▶ [SOURCE PASSAGE]
■ ■ ■ ■

Can I find this anywhere, because I never saw a 10C number stated anywhere with TS batteries. Can anyone else confirm 10C discharge?

We chose for the Miata because we would like to have a (reasonably) modern convertible, so we don't have to worry about rust etc, which will probably occur way before we have to change batteries or drive system.

Looking at a DC setup, what kind of acceleration could we expect with a 20kWh pack and a Warp 9 or 11 with 1000A Logisystems (the biggest (???) available DC-DC converter since Cafe Electric stopped production)?


----------



## RKM (Jun 9, 2008)

http://www.thunder-sky.com/pdf/200871782241.pdf

This spec sheet from TS shows a max burst current of 10CA. A vendor confirmed for me that a 10 second burst up to 10CA is acceptable.

With respect to acceleration.... I've never driven an EV so don't have first hand experience but... with a controller capable of feeding 1000 A for a couple of seconds and then gradually reducing the output, should be capable of launching a light car very very quickly. Perhaps 0-96 kmh in 6-8 seconds. The motor size and pack weight will also be a factors. I would also expect that the strongest acceleration will be in the 0-50 kph range. This is where the torque characteristics of electric motors really shine. Others will chime in to correct me on all of this!

A large pack size, as measured in KWh, will of course hurt acceleration as the larger the pack the more weight. You would need to be sure that your pack is capable of feeding the current to the controller. Theoretically, 160Ah cells with a burst of 10C should be more than up to the task.

■ ■ ■ ■

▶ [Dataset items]

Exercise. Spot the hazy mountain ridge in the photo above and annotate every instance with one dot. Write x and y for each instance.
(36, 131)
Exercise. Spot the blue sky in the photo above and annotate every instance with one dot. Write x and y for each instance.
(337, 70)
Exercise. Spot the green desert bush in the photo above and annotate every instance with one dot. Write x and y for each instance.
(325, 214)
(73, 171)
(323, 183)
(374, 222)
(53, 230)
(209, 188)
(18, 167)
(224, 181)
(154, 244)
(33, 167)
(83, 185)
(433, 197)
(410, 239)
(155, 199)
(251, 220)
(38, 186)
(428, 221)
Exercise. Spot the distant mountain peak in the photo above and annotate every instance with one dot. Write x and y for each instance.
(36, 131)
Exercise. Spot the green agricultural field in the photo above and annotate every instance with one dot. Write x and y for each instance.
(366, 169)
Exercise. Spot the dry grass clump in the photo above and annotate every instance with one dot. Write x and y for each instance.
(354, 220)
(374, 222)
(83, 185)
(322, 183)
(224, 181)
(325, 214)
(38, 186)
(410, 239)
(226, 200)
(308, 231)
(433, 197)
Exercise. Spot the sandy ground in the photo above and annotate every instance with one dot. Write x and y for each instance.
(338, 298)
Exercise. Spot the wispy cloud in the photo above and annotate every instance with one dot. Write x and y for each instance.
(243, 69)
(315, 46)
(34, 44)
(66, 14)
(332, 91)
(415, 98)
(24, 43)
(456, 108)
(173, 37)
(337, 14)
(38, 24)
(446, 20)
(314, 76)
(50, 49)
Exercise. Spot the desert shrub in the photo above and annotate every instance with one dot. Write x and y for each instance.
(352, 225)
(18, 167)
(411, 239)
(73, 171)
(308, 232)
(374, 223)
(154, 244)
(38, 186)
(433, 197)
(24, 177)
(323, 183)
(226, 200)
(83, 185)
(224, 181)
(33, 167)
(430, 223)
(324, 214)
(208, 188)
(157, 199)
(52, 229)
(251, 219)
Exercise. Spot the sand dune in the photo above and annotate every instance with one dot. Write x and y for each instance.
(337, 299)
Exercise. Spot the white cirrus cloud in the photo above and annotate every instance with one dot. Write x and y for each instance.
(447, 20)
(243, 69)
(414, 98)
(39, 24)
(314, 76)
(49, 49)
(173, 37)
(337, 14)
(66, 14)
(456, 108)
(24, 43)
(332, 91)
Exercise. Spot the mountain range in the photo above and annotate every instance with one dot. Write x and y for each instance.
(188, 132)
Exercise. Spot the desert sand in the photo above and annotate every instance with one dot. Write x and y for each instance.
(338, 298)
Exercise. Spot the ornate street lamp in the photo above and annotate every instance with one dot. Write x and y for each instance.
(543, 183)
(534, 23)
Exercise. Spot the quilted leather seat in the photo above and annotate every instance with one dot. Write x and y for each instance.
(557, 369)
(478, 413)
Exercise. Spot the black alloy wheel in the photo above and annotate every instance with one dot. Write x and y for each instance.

■ ■ ■ ■

▶ [ASSIGNED TASK 1] Reproduce the EV conversion thread word for word, starting with the words "Looking at a" and stopping after "Electric stopped production)?".
▶ [ASSIGNED TASK 2] Pick up the EV conversion thread after its final sentence and carry it on.

▶ [REPLY 1]
Looking at a DC setup, what kind of acceleration could we expect with a 20kWh pack and a Warp 9 or 11 with 1000A Logisystems (the biggest (???) available DC-DC converter since Cafe Electric stopped production)?

▶ [REPLY 2]
Note: The DC-DC converter supplies 12V power to the 12V system of the car from the traction pack. The controller powers the traction motor (I know you already knew that). 

Rob


----------



## JohannesVinke (Jan 24, 2009)

Well, we made a decision about our budget, and at current exchange rate it's about 15-16K usd for the conversion.

RKM: Thanks I didn’t see that before I guess TS is the best option currently available then! What BMS and charger would you all recommend?

Rob: Haha, yeah I meant power inverter lol



dimitri said:


> Seems that range is more important to you, so you should really try and go for max battery capacity and smaller motor. And think real hard about AC and regen, do your math and consider your terrain. Regen is not that great on flat roads, but it complicates the project big time.


Yeah, we're ditching AC, The Netherlands is about as flat as you're gonna get, so added value of regen braking doesn't outweigh the extra costs.

Range is not carved in stone, just looking to make an electric car and if it would go 100kms it would be nice, but a little bit of zippyness is more important.

What kind of acceleration were you getting with your car? Top speed not really important, 60-65mph would be more than enough.

Would the NA or NB model more suited? We didn't buy any car yet so either one is possible. I think the NA is a bit ligher, but I don't know how they compare to the amount of room for batteries. Or would we get the best results with a VW beetle convertible, just thinking out loud, don't know how they all compare w.r.t. room for batteries, the beetle is the lightest one of all with the original ICE.


----------



## tj4fa (May 25, 2008)

JohannesVinke said:


> ...We are very interested in regenerative braking (adding 10% (?) to the range) and the higher efficiency to justify the costs.
> 
> Johannes
> (The Netherlands)


There's a breakeven point somewhere and if it seems worthwhile to you, don't let anyone talk you out of it especially if you do a lot of stop and go in your location.


----------



## tj4fa (May 25, 2008)

DIYguy said:


> Off topic...last post here on this...but I have a link to a real nice job on one of these on home PC. Could send it if you like.
> 
> G


The OP might want to take you up on that offer so he can consider it in his conversion.


----------



## JohannesVinke (Jan 24, 2009)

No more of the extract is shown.